#### [INSTRUCTIONS FOR THE TASK]
Having found the line containing "Indicate every instance of the blue" in the data below, reproduce that line and each one after it to the end, exactly, and include nothing else.

#### [Data records]
>>>>

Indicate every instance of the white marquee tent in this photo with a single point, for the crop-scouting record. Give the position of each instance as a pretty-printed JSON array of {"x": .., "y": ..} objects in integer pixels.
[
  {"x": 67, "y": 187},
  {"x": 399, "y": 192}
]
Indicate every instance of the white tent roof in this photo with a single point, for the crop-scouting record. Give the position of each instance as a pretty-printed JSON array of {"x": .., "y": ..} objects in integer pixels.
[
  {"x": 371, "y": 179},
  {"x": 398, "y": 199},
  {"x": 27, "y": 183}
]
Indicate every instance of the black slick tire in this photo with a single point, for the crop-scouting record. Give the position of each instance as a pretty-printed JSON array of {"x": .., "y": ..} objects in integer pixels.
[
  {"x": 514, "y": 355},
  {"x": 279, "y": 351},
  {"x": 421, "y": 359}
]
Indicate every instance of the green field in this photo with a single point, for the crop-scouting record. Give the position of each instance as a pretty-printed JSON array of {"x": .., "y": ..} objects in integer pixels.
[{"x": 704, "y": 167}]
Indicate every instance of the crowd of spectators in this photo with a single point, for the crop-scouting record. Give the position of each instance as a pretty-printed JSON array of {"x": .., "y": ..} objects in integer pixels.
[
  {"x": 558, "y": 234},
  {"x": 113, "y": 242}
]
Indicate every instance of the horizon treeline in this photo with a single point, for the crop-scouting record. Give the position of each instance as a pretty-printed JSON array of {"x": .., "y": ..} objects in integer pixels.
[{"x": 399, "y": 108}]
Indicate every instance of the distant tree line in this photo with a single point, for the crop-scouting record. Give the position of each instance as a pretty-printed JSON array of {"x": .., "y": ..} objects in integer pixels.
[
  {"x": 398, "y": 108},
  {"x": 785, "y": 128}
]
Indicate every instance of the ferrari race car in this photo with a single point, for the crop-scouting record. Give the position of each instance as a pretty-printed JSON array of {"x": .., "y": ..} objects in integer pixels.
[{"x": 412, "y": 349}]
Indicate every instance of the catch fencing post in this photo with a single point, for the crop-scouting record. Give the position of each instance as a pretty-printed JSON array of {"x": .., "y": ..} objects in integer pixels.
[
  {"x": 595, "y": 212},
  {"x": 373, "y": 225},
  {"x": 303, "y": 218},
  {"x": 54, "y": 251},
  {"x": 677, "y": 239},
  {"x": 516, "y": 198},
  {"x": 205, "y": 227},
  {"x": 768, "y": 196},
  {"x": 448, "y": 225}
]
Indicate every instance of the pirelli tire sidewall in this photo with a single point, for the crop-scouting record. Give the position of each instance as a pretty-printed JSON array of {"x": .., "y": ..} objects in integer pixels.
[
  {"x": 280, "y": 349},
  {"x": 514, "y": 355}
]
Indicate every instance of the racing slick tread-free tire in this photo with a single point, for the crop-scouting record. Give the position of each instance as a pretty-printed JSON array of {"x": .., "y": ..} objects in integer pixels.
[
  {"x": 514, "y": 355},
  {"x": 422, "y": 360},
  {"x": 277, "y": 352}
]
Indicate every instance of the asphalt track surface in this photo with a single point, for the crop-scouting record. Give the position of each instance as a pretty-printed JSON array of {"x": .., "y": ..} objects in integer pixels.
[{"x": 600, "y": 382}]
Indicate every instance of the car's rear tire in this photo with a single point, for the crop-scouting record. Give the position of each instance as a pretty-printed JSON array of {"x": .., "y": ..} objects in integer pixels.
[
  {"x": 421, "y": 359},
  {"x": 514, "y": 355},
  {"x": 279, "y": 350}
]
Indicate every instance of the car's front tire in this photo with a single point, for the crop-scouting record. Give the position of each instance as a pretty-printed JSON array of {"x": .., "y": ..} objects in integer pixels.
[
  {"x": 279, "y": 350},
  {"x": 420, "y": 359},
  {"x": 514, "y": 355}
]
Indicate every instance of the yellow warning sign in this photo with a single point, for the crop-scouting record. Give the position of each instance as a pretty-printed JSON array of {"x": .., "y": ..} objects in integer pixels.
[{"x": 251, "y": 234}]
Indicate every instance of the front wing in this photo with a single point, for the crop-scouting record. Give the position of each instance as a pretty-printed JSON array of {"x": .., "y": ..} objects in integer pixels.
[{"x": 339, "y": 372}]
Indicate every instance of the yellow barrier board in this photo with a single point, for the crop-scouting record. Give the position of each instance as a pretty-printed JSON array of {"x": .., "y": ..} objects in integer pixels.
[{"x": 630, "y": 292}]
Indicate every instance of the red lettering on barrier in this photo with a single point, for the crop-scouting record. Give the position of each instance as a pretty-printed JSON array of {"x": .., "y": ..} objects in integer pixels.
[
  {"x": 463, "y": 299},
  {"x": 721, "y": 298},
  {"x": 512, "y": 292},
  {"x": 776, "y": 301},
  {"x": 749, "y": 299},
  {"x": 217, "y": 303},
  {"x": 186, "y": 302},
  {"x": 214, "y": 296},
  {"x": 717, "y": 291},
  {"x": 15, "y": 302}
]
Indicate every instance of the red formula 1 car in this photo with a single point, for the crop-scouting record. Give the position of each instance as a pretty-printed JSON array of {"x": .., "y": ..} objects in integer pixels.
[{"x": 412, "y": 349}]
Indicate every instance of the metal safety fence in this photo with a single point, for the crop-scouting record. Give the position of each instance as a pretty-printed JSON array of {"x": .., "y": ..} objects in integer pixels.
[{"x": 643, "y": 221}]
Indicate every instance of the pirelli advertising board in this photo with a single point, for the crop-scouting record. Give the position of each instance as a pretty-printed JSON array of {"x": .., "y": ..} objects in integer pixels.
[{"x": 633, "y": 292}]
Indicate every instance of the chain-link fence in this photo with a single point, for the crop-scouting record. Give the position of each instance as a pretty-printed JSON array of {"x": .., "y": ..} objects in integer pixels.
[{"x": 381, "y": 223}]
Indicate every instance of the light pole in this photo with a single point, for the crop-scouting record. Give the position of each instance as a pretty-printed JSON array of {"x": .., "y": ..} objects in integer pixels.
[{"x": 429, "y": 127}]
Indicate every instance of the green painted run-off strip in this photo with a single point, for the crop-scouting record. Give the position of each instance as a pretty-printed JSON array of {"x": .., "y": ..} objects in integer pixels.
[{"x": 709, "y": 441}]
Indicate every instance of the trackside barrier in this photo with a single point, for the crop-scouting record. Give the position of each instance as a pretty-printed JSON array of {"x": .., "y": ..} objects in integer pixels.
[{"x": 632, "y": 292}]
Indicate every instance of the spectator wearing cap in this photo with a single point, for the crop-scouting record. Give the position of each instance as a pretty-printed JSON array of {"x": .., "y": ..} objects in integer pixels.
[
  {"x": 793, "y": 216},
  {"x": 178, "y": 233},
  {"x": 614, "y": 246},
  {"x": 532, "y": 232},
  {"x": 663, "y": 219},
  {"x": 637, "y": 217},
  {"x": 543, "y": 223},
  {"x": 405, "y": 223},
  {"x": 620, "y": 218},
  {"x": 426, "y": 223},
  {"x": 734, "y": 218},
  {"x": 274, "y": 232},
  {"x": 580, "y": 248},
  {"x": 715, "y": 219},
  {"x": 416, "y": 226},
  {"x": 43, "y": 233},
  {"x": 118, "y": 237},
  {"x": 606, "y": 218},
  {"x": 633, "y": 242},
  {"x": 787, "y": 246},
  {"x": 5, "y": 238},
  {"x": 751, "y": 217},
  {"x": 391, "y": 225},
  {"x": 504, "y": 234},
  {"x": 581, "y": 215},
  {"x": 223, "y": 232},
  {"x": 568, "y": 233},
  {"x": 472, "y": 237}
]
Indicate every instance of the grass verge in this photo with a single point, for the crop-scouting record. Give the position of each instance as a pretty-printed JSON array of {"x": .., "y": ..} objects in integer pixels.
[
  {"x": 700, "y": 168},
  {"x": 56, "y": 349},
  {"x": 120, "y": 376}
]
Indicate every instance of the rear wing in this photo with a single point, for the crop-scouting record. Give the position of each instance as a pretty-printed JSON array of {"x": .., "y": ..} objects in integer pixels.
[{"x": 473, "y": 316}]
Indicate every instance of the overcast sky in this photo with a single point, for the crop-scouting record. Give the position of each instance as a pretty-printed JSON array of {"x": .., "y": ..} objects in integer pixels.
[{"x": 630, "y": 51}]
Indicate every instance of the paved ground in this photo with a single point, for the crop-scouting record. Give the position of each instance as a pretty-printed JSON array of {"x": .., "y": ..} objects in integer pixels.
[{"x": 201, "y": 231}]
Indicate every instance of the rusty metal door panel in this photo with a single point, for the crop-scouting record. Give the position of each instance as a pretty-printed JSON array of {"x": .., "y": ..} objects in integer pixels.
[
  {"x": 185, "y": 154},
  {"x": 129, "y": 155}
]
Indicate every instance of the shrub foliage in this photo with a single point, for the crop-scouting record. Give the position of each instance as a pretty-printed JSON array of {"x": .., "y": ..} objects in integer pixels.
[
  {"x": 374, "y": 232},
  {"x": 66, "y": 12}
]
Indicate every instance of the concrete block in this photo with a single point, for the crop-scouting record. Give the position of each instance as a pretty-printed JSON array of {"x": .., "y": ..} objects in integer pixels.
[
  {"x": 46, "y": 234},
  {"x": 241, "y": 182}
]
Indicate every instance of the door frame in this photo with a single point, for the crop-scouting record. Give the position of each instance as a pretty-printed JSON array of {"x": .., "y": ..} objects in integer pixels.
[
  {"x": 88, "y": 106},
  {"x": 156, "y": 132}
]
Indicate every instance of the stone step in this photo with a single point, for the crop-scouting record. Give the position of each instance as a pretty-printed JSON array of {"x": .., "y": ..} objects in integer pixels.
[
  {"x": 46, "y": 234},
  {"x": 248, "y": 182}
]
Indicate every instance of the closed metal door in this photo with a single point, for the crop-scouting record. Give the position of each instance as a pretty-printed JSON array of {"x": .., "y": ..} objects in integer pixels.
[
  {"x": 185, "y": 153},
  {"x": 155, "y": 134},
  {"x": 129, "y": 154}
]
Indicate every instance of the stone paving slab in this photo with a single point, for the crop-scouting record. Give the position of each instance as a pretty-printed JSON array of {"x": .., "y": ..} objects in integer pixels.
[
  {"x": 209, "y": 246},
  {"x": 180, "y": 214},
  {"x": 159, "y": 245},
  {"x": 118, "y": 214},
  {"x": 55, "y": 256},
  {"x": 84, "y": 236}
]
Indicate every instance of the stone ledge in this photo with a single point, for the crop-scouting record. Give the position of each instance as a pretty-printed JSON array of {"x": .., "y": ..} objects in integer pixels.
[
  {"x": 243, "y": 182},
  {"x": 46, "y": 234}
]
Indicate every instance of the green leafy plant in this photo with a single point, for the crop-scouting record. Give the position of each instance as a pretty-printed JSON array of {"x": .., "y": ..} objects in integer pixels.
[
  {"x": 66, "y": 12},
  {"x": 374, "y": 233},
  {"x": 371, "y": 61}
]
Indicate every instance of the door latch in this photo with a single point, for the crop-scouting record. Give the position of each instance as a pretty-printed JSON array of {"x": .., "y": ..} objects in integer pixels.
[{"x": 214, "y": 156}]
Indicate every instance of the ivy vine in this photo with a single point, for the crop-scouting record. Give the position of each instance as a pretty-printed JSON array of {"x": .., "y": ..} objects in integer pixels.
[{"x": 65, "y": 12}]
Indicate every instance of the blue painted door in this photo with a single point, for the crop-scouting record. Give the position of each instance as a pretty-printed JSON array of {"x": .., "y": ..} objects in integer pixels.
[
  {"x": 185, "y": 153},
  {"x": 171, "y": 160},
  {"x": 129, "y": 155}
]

<<<<

#### [PROBLEM SOLUTION]
Indicate every instance of the blue painted door in this photo with a single point, for the crop-scouting record. Give the position of each instance as a pretty-printed JSON array of {"x": .., "y": ..} objects in integer pixels.
[
  {"x": 185, "y": 153},
  {"x": 171, "y": 160},
  {"x": 129, "y": 155}
]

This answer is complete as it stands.